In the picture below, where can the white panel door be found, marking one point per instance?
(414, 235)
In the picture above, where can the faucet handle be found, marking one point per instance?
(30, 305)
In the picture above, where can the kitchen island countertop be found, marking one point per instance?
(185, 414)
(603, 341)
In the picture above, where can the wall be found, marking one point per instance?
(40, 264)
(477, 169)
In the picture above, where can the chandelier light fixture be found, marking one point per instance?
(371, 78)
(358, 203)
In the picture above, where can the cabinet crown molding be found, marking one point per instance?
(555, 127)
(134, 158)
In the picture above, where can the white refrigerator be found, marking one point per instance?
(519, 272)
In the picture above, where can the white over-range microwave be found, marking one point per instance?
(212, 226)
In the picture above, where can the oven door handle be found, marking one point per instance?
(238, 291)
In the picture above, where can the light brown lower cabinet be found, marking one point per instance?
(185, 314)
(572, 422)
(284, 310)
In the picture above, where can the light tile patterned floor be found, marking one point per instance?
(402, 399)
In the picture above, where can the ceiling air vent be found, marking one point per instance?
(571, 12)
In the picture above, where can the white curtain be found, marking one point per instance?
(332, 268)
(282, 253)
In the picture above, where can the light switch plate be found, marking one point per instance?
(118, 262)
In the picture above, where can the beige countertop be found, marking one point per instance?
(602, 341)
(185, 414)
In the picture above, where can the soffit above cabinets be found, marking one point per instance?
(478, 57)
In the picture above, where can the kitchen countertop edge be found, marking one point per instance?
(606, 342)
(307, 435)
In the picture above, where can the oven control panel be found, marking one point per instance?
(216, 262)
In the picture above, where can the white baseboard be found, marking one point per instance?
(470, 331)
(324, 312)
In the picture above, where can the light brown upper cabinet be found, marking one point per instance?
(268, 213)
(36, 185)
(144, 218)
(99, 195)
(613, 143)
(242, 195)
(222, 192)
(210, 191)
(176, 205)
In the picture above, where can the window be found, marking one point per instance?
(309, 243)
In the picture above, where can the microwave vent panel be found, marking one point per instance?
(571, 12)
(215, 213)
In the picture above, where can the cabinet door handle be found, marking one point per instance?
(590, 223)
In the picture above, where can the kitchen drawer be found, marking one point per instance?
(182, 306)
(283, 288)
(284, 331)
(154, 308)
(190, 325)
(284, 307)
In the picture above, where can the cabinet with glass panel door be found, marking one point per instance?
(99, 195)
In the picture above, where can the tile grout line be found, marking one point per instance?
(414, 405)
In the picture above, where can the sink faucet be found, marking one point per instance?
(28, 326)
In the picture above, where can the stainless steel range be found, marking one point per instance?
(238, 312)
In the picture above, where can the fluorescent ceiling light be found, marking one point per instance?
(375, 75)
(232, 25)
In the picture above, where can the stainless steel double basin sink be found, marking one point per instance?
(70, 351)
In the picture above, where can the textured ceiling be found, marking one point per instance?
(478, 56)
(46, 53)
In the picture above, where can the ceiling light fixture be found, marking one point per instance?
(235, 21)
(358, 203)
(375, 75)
━━━━━━━━━━━━━━━━
WHAT IS BEING ASKED: Start to finish, output the whole listing exactly.

REPLY TO THE EXERCISE:
In the picture below, where can the white panel door be found, marking one point per instance?
(414, 235)
In the picture above, where can the faucet handle be found, marking one point per instance?
(30, 305)
In the picture above, where can the kitchen island countertop be found, marking one point per instance?
(185, 414)
(603, 341)
In the picture above, where can the wall be found, marking one point per instance?
(40, 264)
(477, 169)
In the picture above, where can the chandelier light fixture be found, marking one point per instance?
(371, 78)
(358, 203)
In the picture above, where can the cabinet crown molding be found, marking one point per instance?
(555, 127)
(134, 158)
In the picture above, where can the white refrigerator be found, marking one point per instance?
(519, 272)
In the picture above, where can the white over-range microwave be found, marking one point per instance?
(212, 226)
In the picture above, where can the oven door handle be found, marking one point per instance?
(238, 291)
In the picture above, where can the light brown lower cabinet be found, marking one point per instance?
(185, 314)
(572, 422)
(284, 310)
In the picture above, where can the light tile patterned floor be found, marking one point per instance?
(402, 399)
In the picture above, where can the ceiling air vent be found, marking one point per instance?
(571, 12)
In the picture above, where can the white curtain be found, marking one point per instance?
(332, 268)
(282, 253)
In the picture above, where can the light switch plate be found, marking one point per instance?
(118, 262)
In the picture above, where can the beige countertop be found, marking one point per instance?
(602, 341)
(185, 414)
In the picture above, where can the soffit above cabinets be found, marking one point per instance?
(478, 57)
In the picture above, where can the kitchen countertop edge be found, marking one point per instance?
(606, 342)
(307, 435)
In the picture above, where can the oven control panel be found, marking one point per instance?
(216, 262)
In the picture above, where can the white baseboard be found, marking one point per instance?
(470, 331)
(324, 312)
In the picture above, where can the light brown upper cabinet be found, marking one point per instance?
(268, 213)
(36, 185)
(144, 218)
(99, 195)
(613, 143)
(242, 195)
(222, 192)
(210, 191)
(176, 205)
In the picture above, where can the window be found, marking one point per instance?
(309, 243)
In the picture above, where can the microwave vent panel be found, marking one point per instance?
(571, 12)
(215, 213)
In the picture above, where can the cabinet door handle be found, marking one point per instance?
(590, 223)
In the picture above, where can the kitchen drawer be found, marking one point per instance?
(182, 306)
(283, 288)
(284, 331)
(154, 308)
(190, 325)
(284, 307)
In the picture above, where can the cabinet with glass panel door be found, marking one point per instance?
(99, 195)
In the picture above, where can the tile grout line be found, marking one point per instance?
(414, 405)
In the picture above, where can the sink faucet be found, marking one point per instance?
(28, 326)
In the picture above, where can the stainless steel range be found, marking one point per instance?
(238, 312)
In the picture above, where can the fluorescent ceiling light be found, marking one point per instance?
(375, 75)
(232, 25)
In the picture above, where can the stainless steel double basin sink be found, marking one point per instance?
(70, 351)
In the picture above, where can the textured ceiling be found, marking one point per instance?
(478, 56)
(46, 53)
In the picture above, where can the ceiling light fixture be found, marking one point per instance?
(235, 21)
(358, 203)
(375, 75)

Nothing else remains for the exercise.